Content starts

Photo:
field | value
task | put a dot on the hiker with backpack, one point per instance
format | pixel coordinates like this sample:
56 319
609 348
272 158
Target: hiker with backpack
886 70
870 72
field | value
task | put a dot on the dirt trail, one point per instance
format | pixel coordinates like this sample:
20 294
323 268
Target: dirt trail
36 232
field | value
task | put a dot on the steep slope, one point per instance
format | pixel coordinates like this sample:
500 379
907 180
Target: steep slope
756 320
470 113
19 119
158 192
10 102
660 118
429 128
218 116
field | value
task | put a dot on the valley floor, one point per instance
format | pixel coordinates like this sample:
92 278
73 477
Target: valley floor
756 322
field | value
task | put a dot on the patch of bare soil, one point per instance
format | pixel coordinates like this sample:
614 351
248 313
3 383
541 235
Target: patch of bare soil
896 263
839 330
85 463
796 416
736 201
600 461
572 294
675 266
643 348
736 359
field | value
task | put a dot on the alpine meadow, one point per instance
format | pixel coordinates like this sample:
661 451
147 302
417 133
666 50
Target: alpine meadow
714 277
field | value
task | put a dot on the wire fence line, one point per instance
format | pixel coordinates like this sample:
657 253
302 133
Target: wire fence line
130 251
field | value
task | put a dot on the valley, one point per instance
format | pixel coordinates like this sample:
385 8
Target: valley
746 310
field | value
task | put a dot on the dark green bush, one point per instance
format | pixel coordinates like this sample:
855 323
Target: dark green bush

Content ends

> [REQUIRED ACTION]: If a line in the records contains the string "bush", include it in the count; report that count alone.

> [YOUR SOLUTION]: 2